Extract every line of the data below and reproduce each one verbatim, in the same order.

╔══

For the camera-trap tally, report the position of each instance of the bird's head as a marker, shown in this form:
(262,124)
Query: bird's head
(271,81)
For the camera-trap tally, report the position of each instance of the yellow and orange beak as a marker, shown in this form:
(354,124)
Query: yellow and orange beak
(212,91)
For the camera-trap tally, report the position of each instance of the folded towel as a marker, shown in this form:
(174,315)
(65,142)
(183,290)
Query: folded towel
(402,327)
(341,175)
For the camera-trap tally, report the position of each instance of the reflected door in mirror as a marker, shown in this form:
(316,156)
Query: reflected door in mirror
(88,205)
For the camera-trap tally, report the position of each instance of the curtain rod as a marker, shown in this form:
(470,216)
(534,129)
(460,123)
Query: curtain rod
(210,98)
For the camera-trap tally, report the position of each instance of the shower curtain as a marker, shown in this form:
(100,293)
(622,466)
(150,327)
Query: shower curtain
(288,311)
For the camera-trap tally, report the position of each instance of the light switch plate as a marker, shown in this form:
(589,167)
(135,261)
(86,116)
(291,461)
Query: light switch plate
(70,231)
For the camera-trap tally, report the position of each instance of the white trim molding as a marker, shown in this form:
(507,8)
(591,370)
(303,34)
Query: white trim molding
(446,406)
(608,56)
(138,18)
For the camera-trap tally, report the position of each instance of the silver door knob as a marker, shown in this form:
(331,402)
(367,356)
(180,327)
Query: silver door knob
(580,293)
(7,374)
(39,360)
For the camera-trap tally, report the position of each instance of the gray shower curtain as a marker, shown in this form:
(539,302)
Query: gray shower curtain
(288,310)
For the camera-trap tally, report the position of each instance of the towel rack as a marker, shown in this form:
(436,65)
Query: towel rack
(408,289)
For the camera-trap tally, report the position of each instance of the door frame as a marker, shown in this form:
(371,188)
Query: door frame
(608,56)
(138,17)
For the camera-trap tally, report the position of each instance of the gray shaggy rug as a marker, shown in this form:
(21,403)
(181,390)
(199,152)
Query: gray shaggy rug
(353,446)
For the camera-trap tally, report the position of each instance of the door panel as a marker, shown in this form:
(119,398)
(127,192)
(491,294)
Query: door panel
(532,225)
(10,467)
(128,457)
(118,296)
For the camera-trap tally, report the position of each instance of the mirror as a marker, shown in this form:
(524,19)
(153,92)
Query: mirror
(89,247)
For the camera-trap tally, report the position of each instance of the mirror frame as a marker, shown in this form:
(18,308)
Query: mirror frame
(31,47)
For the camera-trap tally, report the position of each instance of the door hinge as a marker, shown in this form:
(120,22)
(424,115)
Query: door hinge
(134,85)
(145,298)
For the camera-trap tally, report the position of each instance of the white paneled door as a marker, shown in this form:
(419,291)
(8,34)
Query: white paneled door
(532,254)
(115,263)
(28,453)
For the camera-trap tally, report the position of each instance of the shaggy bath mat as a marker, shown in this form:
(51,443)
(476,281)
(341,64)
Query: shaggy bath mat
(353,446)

╚══

**Solution to this problem**
For the camera-trap tally, report the position of each instance of the bird's head as a marker, shown in this form:
(262,124)
Query: bird's head
(271,81)
For the camera-trap tally, report the position of each instance of the yellow and orange beak as a marker, shown in this form:
(354,124)
Query: yellow and orange beak
(212,91)
For the camera-trap tally, report the position of each instance of the folded towel as a marker, shown in this form:
(174,315)
(65,142)
(183,290)
Query: folded towel
(402,327)
(341,175)
For the camera-trap tally, report the position of each instance of the reflected door in mirror as a marker, shown in this form:
(316,156)
Query: reflected door in mirror
(88,205)
For the camera-trap tally, report the position of each instance of the curtain rod as a marker, shown in this form:
(470,216)
(534,129)
(460,123)
Query: curtain rod
(210,98)
For the camera-trap tally, report the position of each instance of the shower curtain as a marker, shown in this form:
(100,293)
(622,466)
(150,327)
Query: shower curtain
(288,311)
For the camera-trap tally, report the position of each instance of the light switch plate as a marker, shown in this form:
(589,167)
(135,261)
(86,116)
(291,461)
Query: light switch plate
(70,231)
For the camera-trap tally, report the position of each instance of the white trim molding as a marker, shown in this form:
(507,8)
(591,370)
(303,34)
Query: white trim molding
(446,406)
(608,56)
(138,18)
For the camera-trap tally, report the position of each instance of the silver door knob as a marker, shown in this form:
(331,402)
(367,356)
(180,327)
Query: silver door knob
(580,293)
(7,374)
(39,360)
For the camera-trap tally, report the position of each instance of the gray shower curtain as a marker, shown in this form:
(539,302)
Query: gray shower curtain
(288,310)
For the camera-trap tally, report the position of each instance of the towel rack as a marker, shown in this form:
(436,65)
Query: towel rack
(408,289)
For the camera-trap tally, report the position of each instance of the door frame as a marker, shown in this form:
(371,188)
Query: door frame
(608,56)
(138,17)
For the camera-trap tally, report the position of each instance of the gray shaggy rug as a marker, shown in this form:
(21,403)
(181,390)
(199,152)
Query: gray shaggy rug
(353,446)
For the camera-trap tally, report the position of each instance of the door panel as a marker, shown in this form:
(119,398)
(127,192)
(491,294)
Query: door panel
(532,225)
(10,467)
(128,457)
(118,296)
For the camera-trap tally, report the position of each instance of the mirror as a marker, shown in this form:
(524,19)
(153,92)
Query: mirror
(89,247)
For the camera-trap tally, report the position of each instance of the mirror frame as a marker, shown in this form:
(18,308)
Query: mirror frame
(31,47)
For the camera-trap tally, report the position of each instance of the door hinge as a marker, shown in this form:
(120,22)
(424,115)
Query: door hinge
(134,85)
(145,298)
For the camera-trap tally, report the position of each instance of the white paneled door as a marker, shown in this form:
(419,291)
(8,34)
Query: white paneled door
(532,254)
(115,263)
(28,453)
For the camera-trap tally, report the position of each instance of the shaggy bath mat as a marker, shown in this form:
(51,443)
(476,281)
(341,64)
Query: shaggy bath mat
(353,446)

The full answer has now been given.